Quote the Keras word embeddings notebook word for word, starting with "vocab_size = 5000" and going on through "word_model = Sequential()".

- [SELECTED PASSAGE]:
-*-*-

## This notebook works on Word Embeddings using Keras (covers Glove models and pre-trained embeddings)

In [96]:
# import the necessary libraries
from keras.layers import Merge
from keras.layers.embeddings import Embedding
from keras.layers.core import Dense,Reshape, Lambda
from keras.models import Sequential
import keras.backend as K

vocab_size = 5000
embedding_size = 300
window_size = 1

### Define the Context model and the Word model

In [58]:
# word model definition
word_model = Sequential()
word_model.add(Embedding(vocab_size, embedding_size, embeddings_initializer='glorot_uniform', input_length=1))
word_model.add(Reshape((embedding_size,)))

# Context model definition
context_model = Sequential()
context_model.add(Embedding(vocab_size, embedding_size, embeddings_initializer='glorot_uniform', input_length=1))
context_model.add(Reshape((embedding_size,)))

# add dot product and then a dense layer with sigmoid activation
model = Sequential()

-*-*-

- [SUPPLIED DATA]:

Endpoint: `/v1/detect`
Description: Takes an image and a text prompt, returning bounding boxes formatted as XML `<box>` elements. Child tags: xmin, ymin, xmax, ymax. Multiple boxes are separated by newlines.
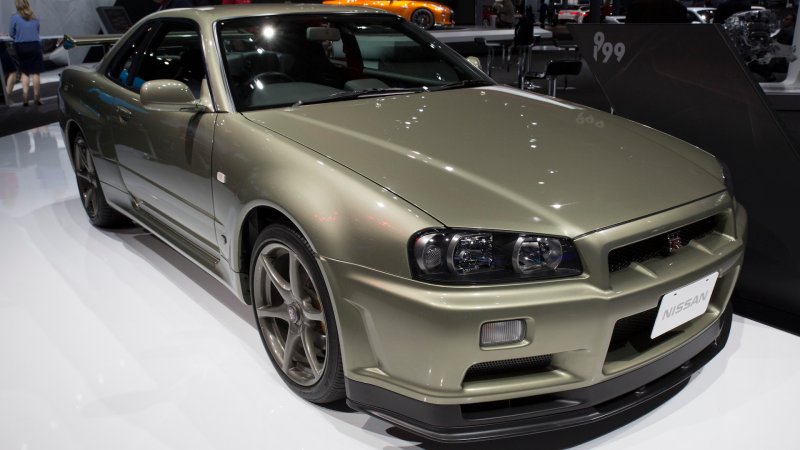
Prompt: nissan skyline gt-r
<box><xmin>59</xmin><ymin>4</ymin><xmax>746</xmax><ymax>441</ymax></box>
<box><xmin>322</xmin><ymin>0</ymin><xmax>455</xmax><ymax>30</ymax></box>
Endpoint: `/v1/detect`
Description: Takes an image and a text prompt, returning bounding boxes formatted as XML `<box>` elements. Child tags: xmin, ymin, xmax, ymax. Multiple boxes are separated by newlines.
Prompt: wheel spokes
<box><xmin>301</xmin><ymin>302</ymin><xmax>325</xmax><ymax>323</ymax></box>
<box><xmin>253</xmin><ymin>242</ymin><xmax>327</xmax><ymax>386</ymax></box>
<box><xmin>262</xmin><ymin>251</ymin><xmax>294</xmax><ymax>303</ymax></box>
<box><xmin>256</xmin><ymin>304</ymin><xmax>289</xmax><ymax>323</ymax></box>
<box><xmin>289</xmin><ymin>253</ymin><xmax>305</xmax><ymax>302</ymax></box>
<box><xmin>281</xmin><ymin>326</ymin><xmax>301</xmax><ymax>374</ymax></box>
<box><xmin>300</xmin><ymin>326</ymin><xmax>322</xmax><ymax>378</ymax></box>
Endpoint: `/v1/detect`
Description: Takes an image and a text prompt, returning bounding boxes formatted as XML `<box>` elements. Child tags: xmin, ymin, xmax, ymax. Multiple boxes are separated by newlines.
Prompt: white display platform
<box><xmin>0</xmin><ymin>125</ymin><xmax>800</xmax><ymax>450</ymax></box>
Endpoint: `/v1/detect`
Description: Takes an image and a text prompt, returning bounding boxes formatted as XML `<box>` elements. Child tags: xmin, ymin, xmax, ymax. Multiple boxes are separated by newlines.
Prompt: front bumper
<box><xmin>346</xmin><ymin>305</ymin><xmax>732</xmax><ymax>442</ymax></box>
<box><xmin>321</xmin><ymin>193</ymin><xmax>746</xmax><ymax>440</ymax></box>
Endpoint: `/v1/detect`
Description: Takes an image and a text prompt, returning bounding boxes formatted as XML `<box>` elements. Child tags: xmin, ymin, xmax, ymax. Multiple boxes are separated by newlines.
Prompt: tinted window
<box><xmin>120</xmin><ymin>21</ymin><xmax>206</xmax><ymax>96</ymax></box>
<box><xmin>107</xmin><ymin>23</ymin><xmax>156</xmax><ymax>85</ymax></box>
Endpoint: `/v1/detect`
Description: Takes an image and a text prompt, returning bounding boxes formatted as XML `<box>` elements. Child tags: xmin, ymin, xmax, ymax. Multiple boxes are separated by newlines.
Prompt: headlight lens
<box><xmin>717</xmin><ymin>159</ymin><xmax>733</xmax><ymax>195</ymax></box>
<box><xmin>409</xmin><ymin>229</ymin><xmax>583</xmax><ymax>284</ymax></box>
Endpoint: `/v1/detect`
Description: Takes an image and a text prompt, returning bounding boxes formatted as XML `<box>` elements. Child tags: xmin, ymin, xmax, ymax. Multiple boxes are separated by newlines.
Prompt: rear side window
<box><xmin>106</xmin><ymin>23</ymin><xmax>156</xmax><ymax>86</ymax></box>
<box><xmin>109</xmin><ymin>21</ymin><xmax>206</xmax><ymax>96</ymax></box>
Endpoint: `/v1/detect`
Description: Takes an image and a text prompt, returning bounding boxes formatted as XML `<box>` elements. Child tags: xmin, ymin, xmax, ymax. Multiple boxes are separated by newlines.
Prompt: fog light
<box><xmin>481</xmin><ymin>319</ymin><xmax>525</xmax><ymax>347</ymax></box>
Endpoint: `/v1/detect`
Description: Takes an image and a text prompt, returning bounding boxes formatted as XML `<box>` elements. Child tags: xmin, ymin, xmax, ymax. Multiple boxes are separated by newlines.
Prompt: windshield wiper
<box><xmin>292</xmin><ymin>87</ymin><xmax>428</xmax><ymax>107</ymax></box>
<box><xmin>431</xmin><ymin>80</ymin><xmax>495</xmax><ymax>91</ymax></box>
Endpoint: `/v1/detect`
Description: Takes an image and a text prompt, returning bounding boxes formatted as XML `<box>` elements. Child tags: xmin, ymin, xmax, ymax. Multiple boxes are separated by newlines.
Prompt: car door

-*-*-

- [COMPLETE RESPONSE]:
vocab_size = 5000
embedding_size = 300
window_size = 1

### Define the Context model and the Word model

In [58]:
# word model definition
word_model = Sequential()